*** Entries provided Section Begins ***

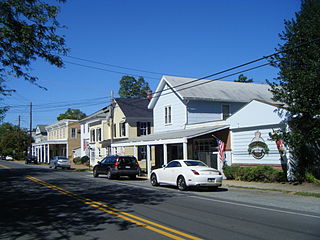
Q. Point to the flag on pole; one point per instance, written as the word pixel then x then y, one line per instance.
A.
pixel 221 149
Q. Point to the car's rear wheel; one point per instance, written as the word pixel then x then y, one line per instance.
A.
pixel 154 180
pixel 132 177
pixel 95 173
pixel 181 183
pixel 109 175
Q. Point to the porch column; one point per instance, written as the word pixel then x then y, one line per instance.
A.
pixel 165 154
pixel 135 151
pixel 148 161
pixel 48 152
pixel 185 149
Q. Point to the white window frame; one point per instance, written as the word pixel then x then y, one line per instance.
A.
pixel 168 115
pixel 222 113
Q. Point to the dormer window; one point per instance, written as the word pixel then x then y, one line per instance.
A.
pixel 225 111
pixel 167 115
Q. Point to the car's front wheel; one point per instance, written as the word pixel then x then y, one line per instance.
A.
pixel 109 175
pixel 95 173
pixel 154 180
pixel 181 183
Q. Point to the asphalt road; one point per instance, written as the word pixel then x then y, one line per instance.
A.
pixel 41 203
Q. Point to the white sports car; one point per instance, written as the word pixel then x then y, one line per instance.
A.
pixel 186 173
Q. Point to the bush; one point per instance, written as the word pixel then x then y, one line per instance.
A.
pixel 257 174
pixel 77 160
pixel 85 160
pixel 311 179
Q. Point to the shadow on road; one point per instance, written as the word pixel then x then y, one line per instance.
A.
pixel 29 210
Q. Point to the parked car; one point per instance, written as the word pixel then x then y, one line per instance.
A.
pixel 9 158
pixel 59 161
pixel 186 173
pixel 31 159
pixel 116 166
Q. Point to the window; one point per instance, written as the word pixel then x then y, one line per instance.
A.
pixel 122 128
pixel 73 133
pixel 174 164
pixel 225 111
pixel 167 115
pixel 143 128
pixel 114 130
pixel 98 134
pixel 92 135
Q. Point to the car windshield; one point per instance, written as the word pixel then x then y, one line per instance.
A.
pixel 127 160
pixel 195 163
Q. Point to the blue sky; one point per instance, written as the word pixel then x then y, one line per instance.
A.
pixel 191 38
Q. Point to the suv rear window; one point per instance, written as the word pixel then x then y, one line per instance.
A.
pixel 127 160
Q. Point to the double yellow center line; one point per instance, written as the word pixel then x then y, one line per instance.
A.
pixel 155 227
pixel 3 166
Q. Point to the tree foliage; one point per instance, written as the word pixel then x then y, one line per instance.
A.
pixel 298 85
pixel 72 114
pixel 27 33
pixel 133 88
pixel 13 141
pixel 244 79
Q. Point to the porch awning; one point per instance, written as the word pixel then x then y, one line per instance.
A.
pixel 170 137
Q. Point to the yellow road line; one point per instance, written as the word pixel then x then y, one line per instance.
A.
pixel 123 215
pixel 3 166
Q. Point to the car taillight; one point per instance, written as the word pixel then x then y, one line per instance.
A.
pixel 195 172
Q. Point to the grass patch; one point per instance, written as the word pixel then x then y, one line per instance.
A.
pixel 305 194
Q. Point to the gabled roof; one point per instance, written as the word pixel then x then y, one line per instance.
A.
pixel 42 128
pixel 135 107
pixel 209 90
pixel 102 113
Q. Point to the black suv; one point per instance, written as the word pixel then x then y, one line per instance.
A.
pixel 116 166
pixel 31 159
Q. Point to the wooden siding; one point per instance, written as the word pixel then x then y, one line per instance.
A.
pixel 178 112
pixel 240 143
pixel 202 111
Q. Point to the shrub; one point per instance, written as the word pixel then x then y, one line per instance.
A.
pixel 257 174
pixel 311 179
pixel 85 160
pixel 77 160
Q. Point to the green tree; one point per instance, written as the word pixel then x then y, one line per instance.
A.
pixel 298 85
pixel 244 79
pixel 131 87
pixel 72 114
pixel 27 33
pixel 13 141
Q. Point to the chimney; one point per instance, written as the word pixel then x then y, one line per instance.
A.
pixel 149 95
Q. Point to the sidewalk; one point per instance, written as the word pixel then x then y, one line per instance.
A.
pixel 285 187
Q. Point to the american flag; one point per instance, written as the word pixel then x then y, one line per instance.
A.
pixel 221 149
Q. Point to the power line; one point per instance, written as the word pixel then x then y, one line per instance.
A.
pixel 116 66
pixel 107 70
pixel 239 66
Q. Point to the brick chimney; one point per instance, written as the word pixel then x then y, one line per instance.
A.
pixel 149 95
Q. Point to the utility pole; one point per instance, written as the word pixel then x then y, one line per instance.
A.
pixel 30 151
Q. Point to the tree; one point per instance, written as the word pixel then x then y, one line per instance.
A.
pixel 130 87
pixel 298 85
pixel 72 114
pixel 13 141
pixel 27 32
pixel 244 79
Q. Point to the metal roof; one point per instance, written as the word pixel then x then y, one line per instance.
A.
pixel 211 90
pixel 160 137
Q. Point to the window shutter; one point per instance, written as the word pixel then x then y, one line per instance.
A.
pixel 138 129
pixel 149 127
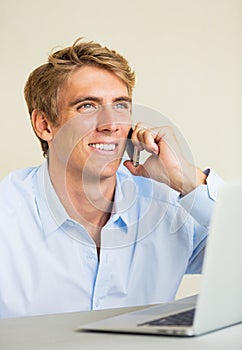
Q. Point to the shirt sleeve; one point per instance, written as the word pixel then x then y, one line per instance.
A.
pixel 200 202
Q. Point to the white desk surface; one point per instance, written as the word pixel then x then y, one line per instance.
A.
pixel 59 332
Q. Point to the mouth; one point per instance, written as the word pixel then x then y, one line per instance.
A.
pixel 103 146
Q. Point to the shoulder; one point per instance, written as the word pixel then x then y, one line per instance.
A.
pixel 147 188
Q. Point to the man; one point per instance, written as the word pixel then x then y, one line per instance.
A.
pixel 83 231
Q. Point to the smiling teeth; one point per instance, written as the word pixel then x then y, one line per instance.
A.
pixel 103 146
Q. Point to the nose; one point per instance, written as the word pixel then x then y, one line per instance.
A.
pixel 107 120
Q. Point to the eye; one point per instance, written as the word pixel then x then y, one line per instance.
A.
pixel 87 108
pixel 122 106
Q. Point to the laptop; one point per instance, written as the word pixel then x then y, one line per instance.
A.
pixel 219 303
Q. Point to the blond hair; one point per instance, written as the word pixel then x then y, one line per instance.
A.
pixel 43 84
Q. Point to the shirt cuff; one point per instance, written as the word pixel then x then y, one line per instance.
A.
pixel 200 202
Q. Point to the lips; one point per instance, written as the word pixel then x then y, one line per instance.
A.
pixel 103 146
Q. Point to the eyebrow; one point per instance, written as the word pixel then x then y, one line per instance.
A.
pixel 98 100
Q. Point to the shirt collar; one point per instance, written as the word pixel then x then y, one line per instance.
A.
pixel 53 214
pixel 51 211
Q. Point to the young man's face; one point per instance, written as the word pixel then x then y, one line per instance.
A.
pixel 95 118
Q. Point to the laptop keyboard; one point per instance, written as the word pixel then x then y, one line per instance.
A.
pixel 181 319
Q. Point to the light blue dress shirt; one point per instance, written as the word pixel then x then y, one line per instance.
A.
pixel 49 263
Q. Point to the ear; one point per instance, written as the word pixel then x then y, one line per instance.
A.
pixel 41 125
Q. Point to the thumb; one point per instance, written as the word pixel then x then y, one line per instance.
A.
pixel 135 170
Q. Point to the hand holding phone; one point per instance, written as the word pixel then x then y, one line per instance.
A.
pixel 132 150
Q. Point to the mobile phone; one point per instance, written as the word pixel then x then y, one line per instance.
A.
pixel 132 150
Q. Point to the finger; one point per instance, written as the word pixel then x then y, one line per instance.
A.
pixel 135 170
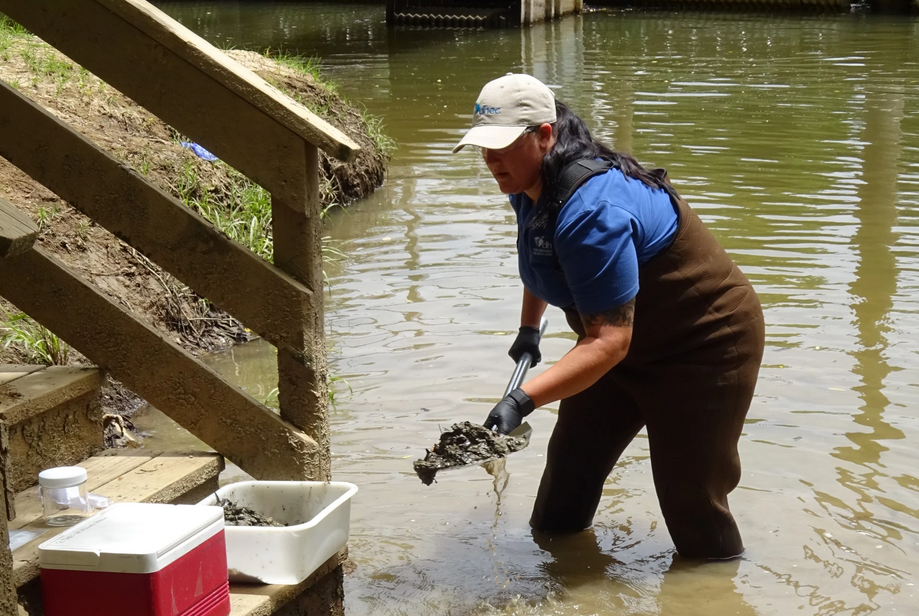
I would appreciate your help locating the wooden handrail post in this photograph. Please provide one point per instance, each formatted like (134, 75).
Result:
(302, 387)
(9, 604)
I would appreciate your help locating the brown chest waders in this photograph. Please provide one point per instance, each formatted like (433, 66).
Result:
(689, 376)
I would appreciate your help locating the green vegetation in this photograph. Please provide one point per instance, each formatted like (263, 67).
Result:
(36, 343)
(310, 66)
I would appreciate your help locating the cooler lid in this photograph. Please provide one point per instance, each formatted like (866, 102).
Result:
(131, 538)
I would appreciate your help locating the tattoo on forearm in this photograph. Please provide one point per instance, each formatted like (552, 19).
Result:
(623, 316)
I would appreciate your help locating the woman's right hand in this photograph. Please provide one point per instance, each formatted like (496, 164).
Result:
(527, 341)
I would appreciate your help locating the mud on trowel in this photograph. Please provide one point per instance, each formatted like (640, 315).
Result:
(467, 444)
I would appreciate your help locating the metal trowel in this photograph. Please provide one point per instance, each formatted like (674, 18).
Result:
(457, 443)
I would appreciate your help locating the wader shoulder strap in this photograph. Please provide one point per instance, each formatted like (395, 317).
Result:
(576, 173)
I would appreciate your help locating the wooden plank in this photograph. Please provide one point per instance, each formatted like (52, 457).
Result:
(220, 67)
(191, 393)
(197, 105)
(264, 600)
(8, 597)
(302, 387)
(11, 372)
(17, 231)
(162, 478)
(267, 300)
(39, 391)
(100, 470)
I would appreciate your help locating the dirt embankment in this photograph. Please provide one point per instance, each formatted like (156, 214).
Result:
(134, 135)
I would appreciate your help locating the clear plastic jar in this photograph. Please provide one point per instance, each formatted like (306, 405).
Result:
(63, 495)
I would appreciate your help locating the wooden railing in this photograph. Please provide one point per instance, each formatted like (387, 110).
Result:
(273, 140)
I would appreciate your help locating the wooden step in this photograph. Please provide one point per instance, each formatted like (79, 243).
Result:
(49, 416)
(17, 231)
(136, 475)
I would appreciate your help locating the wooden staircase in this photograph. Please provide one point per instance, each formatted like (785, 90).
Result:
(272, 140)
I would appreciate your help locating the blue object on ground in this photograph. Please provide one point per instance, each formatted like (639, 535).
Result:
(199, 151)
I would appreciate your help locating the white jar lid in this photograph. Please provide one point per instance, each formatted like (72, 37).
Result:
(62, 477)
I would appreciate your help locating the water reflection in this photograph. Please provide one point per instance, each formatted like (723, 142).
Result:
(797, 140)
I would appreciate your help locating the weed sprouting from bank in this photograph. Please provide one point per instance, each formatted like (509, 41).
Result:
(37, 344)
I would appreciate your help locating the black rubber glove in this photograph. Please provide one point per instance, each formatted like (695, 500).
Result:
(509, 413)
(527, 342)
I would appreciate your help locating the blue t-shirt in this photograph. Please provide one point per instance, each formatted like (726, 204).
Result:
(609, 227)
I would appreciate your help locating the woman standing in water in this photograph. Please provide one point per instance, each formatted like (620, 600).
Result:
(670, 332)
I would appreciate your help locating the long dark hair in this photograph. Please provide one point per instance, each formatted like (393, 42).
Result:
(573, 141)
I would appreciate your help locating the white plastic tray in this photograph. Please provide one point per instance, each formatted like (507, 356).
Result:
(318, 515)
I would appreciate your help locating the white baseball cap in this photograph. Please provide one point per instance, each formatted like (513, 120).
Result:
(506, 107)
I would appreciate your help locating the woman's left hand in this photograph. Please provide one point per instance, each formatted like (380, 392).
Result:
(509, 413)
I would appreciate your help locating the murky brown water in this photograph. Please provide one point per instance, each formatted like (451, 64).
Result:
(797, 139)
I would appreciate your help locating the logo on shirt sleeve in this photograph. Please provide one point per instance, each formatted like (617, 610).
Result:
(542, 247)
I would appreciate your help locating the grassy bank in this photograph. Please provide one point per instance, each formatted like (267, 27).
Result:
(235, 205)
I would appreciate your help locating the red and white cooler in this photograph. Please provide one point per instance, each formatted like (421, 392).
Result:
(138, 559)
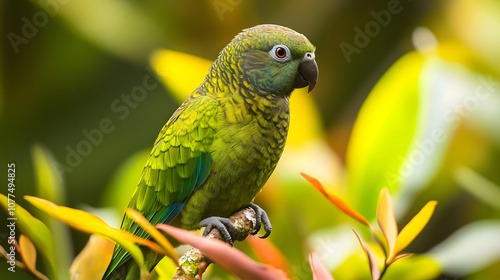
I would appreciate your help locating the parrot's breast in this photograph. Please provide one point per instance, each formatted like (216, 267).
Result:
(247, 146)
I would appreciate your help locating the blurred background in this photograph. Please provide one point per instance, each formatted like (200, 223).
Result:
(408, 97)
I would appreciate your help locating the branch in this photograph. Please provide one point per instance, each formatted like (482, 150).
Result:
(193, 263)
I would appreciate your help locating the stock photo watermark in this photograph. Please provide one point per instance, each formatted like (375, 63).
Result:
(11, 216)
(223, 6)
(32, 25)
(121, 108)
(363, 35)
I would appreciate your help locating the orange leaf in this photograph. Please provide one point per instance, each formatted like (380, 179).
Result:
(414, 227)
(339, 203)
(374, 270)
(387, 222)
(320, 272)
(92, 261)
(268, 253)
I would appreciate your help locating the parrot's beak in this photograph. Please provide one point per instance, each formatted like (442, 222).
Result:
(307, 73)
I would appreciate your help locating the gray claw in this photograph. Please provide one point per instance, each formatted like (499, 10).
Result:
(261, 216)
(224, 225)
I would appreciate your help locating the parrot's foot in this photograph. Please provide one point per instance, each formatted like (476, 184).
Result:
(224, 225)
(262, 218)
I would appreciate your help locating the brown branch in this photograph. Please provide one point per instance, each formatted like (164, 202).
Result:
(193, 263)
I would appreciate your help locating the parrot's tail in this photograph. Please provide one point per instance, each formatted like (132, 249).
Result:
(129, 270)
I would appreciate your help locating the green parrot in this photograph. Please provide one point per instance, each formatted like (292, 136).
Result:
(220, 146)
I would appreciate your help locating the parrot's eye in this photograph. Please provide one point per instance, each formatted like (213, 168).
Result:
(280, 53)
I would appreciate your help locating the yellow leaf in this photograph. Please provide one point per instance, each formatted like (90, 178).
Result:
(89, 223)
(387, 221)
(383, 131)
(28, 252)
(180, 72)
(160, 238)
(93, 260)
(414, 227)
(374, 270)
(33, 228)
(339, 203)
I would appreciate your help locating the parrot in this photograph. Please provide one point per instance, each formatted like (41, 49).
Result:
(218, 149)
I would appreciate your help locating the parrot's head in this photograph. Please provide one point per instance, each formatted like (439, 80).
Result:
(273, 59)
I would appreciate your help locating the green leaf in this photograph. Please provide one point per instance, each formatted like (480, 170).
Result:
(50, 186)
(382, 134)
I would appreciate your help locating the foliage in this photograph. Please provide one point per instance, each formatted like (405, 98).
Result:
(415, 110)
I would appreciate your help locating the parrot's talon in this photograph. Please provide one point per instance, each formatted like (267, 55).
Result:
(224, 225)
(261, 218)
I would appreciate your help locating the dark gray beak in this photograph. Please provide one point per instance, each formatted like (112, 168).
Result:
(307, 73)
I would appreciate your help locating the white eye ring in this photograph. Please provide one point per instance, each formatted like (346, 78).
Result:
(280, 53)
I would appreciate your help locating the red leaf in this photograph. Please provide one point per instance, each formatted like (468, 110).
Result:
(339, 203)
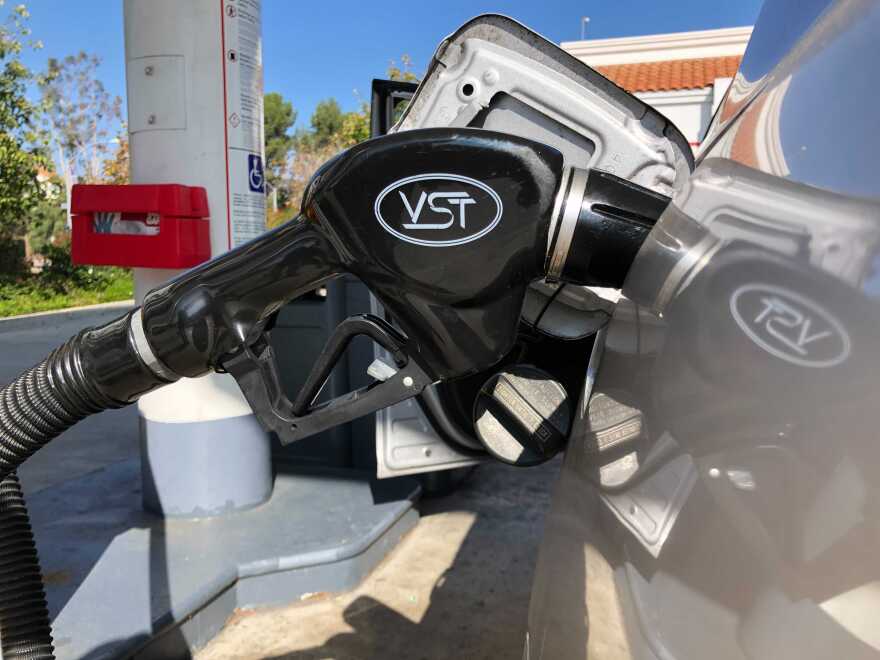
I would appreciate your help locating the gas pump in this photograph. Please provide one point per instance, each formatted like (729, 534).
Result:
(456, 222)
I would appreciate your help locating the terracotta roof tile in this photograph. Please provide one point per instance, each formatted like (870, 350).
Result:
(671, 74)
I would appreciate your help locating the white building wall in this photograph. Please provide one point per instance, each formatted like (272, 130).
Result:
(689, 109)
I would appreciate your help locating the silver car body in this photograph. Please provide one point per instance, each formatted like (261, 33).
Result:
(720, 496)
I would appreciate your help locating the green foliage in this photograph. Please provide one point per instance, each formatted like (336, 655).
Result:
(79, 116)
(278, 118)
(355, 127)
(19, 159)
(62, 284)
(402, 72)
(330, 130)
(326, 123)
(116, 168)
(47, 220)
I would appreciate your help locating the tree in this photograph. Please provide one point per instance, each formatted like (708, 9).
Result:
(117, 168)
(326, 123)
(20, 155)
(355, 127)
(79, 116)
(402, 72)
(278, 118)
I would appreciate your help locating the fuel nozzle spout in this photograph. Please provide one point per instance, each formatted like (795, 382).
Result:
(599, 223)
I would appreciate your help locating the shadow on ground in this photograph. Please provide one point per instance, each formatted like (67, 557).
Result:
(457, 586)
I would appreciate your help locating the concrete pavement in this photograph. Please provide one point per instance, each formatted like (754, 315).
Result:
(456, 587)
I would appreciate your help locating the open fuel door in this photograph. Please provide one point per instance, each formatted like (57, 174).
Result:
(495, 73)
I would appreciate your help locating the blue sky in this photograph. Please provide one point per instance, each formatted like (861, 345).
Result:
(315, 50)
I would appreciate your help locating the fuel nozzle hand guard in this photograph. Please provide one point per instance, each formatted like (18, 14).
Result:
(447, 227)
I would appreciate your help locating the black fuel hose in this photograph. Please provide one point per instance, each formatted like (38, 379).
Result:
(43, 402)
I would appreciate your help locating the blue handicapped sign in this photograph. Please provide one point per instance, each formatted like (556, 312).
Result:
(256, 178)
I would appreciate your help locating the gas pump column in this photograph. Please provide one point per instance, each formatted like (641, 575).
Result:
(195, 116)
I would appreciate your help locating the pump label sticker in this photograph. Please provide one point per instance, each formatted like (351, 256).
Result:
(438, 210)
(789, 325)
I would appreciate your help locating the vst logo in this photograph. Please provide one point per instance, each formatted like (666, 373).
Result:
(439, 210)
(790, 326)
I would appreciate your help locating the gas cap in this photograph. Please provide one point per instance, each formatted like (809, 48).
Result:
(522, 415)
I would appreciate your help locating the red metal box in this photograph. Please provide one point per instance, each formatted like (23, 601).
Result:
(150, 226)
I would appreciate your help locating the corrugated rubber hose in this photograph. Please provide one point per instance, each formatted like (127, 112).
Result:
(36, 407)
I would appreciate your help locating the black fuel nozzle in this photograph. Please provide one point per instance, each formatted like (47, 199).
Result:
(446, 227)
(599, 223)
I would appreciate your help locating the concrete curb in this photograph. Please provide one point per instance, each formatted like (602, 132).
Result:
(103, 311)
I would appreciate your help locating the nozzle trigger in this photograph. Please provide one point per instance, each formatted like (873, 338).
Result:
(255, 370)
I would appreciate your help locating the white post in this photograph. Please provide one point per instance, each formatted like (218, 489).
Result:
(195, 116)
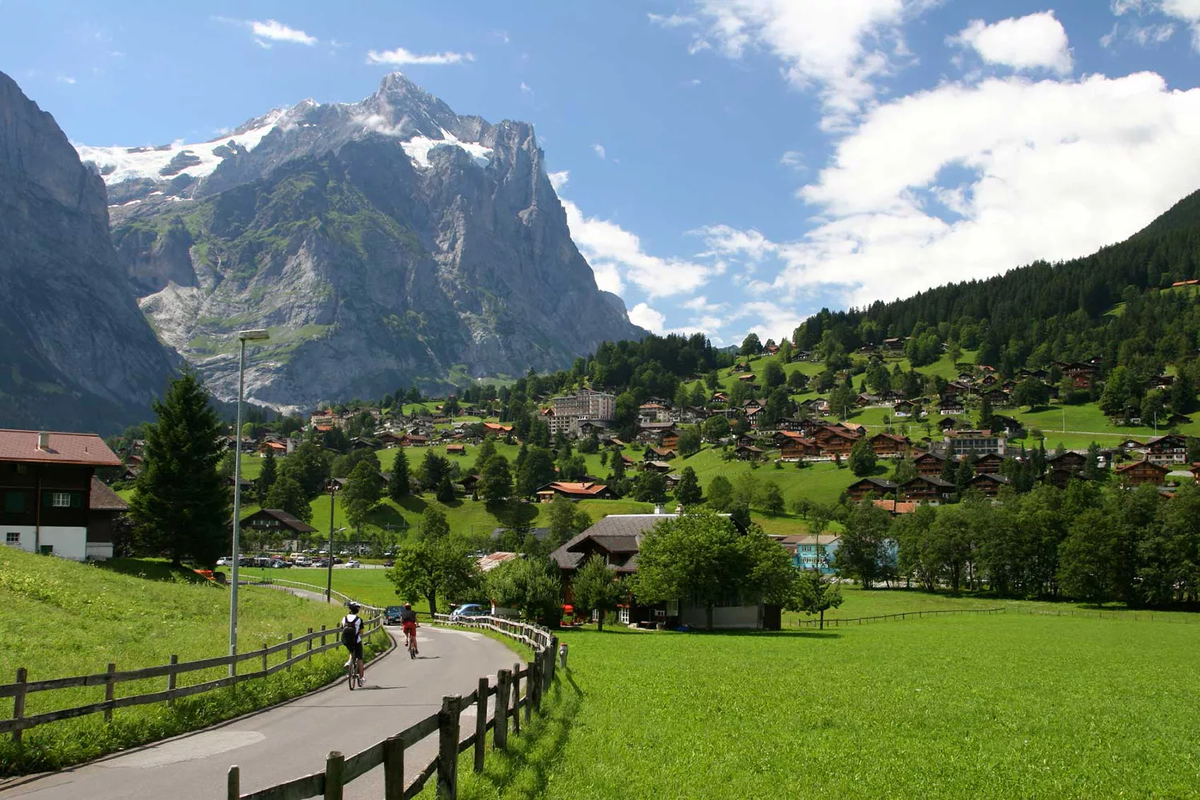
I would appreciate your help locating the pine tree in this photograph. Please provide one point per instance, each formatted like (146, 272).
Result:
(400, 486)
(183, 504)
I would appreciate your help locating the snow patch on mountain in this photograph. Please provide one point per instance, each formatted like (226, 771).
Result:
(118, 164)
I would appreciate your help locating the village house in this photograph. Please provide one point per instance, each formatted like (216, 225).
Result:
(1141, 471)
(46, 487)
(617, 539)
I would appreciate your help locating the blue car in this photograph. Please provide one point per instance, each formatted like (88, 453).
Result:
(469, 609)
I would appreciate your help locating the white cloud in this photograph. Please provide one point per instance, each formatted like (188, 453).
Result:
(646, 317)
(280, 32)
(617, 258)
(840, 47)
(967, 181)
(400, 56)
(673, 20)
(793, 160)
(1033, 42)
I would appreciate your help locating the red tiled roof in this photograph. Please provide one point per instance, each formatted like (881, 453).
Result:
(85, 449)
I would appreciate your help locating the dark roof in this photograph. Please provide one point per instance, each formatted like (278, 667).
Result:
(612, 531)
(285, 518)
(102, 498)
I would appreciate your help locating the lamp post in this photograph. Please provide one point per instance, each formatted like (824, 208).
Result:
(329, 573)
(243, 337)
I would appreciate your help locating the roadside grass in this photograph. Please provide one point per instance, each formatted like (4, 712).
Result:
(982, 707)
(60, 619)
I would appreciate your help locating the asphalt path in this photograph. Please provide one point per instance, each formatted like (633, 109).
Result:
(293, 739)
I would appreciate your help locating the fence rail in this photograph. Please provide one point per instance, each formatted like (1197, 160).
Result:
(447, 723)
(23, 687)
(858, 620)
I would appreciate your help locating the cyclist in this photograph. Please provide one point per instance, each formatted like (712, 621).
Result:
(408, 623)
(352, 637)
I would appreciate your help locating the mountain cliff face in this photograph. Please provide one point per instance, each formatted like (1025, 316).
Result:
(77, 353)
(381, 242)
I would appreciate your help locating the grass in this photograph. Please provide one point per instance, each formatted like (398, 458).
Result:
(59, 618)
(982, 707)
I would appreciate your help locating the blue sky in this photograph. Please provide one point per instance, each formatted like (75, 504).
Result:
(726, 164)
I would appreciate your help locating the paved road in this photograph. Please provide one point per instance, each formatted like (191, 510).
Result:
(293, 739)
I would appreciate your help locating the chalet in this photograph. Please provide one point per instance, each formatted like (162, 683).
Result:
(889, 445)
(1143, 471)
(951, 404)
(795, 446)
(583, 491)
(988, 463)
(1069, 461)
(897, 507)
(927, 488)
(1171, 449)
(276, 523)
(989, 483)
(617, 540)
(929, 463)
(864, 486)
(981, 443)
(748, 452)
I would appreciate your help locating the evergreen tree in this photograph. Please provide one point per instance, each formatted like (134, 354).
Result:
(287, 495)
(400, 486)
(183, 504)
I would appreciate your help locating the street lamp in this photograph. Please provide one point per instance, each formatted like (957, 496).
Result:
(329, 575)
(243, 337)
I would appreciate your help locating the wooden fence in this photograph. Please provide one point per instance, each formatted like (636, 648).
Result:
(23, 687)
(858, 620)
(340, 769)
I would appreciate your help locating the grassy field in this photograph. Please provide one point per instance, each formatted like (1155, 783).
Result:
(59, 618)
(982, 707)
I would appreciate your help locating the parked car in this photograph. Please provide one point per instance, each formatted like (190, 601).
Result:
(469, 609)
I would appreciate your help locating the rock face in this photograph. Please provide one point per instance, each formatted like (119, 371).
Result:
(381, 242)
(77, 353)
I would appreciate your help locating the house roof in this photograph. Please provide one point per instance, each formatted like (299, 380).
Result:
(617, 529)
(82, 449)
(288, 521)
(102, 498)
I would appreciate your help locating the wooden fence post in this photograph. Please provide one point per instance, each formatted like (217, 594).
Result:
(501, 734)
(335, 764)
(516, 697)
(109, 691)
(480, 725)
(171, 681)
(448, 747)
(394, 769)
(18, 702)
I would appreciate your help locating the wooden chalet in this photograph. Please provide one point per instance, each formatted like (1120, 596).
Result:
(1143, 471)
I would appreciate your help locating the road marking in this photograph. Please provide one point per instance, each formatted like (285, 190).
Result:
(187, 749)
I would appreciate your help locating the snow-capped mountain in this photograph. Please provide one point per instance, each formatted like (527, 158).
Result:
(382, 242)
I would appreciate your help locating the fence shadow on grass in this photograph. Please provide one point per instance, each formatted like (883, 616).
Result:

*** Entries provided Section Ends ***

Taking the records above, retype every line from the one with "I would appreciate your help locating the wooden staircase" down to the one with "I would appreciate your help locating the white plastic", exactly and with nothing else.

Worked solution:
I would appreciate your help locating the wooden staircase in this photograph. Please provide one point per instance, each formatted like (785, 90).
Result:
(272, 140)
I would appreciate your help locating the blue object on ground in this photograph. Please provide one point per instance, each formatted like (639, 535).
Result:
(199, 151)
I would appreciate your help locating the white jar lid in this photograph. Please provide one point per instance, each formatted like (72, 37).
Result:
(62, 477)
I would appreciate your help locating the water reflection in this photograph. Please provide one point per instance, each formatted like (723, 142).
Result:
(797, 140)
I would appreciate your help locating the weed sprouting from bank in this photograph. Please provide one point per instance, each formatted like (509, 41).
Result:
(37, 344)
I would appreciate your help locating the black rubber glove in this photograph. Please provide one point per instance, each formatted like (695, 500).
Result:
(509, 413)
(527, 342)
I would appreciate your help locating the blue t-shirt in this photograph. Please provide one point per instance, each formatted like (726, 204).
Result:
(609, 227)
I would appreciate your help locating the woman standing in water in this photograph. Please provide one point per instance, each formatted like (620, 600).
Result:
(670, 332)
I would appreciate your help locating the long dark hair in this photograph. Please provide one point per instance, each formatted like (393, 42).
Result:
(573, 141)
I would appreciate your help locating the white plastic tray in this photograph. Please provide one point per instance, each formatted like (507, 356).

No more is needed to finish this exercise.